::: Extracted entries

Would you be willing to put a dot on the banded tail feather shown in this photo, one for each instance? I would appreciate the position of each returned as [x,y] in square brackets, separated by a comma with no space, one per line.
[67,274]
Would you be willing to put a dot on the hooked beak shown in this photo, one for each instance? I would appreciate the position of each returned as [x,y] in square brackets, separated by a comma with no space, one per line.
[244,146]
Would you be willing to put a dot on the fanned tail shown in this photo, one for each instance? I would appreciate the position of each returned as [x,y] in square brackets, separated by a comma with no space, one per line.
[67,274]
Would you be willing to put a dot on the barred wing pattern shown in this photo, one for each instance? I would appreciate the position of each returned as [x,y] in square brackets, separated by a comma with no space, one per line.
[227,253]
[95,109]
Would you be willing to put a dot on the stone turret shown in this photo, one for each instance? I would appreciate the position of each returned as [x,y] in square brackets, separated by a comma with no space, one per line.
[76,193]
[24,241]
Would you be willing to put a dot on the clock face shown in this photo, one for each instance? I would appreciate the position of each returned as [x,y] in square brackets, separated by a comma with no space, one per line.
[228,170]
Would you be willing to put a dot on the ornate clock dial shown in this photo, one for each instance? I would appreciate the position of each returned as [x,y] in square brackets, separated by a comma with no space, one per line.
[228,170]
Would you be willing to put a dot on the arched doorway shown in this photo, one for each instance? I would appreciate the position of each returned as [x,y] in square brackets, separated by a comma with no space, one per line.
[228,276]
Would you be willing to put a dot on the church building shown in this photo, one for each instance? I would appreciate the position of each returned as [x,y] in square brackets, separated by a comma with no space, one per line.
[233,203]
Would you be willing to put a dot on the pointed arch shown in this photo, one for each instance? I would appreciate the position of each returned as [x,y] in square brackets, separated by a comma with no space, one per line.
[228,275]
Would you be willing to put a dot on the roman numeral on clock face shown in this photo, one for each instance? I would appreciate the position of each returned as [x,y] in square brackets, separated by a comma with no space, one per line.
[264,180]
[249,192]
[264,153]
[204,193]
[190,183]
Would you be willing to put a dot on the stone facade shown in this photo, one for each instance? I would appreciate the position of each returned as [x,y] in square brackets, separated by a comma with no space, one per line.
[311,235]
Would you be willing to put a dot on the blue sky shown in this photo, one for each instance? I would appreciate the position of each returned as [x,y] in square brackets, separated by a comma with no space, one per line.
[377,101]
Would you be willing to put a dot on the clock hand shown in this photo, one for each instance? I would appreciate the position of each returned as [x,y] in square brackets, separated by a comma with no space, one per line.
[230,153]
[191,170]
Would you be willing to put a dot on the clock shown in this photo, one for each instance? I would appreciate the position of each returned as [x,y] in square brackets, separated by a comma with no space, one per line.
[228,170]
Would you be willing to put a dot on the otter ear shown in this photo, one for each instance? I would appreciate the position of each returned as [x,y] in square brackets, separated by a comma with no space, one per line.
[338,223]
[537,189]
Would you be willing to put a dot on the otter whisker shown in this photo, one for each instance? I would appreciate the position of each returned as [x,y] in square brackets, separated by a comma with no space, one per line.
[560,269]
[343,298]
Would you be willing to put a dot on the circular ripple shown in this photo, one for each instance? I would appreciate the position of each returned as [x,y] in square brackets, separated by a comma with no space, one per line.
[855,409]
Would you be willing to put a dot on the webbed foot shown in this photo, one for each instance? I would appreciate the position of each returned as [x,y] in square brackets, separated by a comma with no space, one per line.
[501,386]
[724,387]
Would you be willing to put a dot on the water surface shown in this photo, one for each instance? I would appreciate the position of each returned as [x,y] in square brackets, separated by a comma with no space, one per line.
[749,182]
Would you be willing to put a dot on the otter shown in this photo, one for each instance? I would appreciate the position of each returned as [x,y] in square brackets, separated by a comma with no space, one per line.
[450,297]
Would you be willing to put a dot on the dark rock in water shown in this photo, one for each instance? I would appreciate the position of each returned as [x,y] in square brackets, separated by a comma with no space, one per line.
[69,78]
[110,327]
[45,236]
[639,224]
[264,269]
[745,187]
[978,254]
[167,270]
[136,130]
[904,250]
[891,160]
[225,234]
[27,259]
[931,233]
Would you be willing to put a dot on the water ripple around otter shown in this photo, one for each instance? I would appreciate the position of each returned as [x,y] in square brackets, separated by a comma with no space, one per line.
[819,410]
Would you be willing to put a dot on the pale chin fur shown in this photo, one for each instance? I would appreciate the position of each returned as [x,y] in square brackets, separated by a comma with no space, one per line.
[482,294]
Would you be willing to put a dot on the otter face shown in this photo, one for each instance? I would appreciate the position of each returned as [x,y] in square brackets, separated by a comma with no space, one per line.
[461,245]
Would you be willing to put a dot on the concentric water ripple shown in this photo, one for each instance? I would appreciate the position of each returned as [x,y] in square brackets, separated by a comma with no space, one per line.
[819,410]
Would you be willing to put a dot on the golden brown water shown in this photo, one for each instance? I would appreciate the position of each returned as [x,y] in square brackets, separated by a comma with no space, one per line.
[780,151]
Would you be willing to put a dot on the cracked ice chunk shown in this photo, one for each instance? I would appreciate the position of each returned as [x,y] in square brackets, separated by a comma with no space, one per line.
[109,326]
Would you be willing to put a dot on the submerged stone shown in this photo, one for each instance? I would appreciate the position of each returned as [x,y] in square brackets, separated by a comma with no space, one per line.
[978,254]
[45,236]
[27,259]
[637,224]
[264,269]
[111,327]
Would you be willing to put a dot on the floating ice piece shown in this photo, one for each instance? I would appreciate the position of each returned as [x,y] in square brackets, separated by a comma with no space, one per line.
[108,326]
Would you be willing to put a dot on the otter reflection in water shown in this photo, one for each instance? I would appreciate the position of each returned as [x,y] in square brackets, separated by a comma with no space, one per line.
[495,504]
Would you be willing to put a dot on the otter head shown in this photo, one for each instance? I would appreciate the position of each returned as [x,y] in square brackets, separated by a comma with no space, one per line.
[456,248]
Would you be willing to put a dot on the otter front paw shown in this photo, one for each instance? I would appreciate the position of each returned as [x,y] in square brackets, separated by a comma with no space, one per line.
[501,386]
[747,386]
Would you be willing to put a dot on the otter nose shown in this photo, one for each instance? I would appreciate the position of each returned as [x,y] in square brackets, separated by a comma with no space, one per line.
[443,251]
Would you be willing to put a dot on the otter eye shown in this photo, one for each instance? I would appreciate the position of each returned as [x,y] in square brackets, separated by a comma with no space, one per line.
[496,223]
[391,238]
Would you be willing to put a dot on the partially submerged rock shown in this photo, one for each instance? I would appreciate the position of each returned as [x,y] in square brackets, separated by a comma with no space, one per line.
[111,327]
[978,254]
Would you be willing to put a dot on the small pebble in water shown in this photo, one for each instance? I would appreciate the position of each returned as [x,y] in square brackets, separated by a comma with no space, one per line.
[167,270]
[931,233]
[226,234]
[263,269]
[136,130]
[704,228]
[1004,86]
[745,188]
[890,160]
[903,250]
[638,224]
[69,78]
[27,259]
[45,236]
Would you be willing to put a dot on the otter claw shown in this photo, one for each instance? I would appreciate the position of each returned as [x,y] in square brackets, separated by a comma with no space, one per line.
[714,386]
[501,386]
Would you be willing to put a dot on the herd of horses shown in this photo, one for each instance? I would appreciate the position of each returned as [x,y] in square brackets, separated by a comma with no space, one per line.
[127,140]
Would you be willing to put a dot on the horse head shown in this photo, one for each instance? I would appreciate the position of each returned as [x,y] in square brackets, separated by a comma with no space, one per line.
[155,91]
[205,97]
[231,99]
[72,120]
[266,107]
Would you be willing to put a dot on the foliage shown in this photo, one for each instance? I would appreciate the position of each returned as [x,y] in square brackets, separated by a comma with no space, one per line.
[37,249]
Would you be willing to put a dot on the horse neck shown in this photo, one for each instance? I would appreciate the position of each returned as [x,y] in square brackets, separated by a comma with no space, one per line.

::::::

#### [Work to complete]
Reproduce the stretch of rows from the line containing "Would you be willing to put a dot on the foliage" through the end of the rows, requests included, and shift every coordinate in the answers by adding 59 to each number.

#### [Response to this task]
Would you be willing to put a dot on the foliage shown in this photo, one for each instance? I would appreciate the position of each returned as [x,y] in square brackets, separated by a comma with no space, one per line.
[96,308]
Would you be willing to put a dot on the horse neck shown in this photo, one for each instance? I would appreciate the position of each returned as [x,y] in square brackets, separated by a comma with no space, one per line.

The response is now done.